◆ WHAT YOU ARE ASKED TO DO
Return each line of the entries below that contains the word "dirt", copied in full.

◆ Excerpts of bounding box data
%%
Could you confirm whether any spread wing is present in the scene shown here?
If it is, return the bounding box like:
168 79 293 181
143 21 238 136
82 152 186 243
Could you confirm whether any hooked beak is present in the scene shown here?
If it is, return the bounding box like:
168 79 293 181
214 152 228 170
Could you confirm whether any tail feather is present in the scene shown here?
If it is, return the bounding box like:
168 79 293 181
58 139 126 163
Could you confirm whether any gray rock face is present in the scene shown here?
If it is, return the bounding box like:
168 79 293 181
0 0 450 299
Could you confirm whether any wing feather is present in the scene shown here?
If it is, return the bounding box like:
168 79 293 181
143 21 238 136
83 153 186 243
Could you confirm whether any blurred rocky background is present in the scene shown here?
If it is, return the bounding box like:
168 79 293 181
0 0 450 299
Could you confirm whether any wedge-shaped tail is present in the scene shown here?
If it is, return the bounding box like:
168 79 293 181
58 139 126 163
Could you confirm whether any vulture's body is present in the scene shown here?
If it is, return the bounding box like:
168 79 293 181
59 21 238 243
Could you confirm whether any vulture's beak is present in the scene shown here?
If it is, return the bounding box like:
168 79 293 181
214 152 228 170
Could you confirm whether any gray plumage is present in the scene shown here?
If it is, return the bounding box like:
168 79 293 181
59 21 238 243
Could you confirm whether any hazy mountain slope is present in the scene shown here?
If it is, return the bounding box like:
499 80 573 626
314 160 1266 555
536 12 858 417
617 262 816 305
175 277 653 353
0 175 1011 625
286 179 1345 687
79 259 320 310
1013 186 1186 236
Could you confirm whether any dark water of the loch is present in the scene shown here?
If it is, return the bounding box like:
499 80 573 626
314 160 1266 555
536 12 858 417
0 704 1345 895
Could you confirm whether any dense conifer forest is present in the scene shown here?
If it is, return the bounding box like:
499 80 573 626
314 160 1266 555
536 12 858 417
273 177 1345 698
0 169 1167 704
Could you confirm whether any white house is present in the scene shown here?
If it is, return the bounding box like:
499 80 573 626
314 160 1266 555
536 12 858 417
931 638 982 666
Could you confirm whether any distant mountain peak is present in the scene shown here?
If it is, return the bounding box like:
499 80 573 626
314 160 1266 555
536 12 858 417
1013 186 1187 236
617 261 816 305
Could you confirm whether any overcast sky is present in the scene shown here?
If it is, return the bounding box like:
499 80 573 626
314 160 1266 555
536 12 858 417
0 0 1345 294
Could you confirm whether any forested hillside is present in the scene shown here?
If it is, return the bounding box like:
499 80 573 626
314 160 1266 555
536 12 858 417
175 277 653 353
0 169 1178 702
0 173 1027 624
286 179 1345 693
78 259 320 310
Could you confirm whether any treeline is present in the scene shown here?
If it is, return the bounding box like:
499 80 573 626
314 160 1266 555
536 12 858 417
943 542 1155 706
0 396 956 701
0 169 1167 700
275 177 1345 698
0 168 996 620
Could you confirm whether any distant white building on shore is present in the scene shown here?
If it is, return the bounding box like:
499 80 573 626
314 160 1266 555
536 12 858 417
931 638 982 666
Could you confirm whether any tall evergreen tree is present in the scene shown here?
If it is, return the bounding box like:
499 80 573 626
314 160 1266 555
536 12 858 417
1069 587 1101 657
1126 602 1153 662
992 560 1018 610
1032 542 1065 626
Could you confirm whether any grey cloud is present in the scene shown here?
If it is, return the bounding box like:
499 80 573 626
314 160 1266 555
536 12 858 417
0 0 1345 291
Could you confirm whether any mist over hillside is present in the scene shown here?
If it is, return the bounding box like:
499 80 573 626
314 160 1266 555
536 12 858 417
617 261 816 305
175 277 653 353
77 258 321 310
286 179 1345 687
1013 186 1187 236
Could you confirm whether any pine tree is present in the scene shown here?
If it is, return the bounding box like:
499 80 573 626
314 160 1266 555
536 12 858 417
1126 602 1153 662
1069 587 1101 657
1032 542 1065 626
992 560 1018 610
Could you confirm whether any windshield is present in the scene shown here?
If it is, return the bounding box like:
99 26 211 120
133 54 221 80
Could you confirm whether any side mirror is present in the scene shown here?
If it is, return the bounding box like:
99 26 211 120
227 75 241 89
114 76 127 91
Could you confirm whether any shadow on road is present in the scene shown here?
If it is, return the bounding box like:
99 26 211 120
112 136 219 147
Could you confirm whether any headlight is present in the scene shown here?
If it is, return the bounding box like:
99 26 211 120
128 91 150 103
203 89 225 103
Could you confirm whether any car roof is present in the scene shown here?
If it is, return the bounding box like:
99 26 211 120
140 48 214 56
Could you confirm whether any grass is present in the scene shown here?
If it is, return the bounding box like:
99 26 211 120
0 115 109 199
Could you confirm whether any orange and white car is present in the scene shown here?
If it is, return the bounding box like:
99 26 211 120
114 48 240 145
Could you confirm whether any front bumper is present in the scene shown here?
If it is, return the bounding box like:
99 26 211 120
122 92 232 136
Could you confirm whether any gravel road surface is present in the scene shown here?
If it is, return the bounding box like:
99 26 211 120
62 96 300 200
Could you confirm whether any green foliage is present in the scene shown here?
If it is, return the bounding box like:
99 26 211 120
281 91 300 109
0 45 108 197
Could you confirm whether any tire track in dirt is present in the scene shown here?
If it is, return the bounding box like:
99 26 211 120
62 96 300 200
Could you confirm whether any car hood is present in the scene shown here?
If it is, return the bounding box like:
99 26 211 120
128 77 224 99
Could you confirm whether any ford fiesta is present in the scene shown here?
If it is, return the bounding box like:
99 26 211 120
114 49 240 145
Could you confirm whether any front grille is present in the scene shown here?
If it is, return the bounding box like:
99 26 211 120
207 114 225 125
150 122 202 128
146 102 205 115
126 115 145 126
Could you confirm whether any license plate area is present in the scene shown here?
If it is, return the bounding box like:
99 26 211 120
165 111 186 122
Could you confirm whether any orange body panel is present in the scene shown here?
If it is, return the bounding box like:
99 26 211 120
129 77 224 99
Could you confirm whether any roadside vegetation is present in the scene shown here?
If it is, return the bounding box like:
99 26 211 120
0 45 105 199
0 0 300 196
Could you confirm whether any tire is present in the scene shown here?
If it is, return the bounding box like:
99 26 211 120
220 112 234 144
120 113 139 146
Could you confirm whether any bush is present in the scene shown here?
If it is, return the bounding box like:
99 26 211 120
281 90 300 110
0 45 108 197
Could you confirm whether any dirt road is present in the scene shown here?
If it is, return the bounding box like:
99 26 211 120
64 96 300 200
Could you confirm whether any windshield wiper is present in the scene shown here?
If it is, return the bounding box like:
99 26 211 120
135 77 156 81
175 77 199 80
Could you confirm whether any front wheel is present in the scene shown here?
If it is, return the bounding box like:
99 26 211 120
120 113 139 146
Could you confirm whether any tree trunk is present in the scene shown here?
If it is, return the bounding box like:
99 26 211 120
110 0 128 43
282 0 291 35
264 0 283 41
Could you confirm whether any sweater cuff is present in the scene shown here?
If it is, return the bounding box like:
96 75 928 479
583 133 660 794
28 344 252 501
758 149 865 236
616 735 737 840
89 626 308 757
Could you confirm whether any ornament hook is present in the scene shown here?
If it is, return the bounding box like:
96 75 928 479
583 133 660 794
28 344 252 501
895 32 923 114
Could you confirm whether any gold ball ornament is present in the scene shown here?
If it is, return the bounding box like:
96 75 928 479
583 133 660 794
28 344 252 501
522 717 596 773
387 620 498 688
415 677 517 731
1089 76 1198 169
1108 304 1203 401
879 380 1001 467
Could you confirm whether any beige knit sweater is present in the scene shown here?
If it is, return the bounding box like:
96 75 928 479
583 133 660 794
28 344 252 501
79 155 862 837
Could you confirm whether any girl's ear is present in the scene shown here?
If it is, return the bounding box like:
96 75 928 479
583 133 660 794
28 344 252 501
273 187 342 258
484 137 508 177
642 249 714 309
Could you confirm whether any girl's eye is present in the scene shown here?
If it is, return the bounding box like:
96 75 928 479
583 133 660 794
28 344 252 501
%%
◆ PROBLEM SOLUTION
Could you confirm whether any tire track in dirt is present in the scene shown here?
Could you confirm whether any dirt road is present in the scene shown here?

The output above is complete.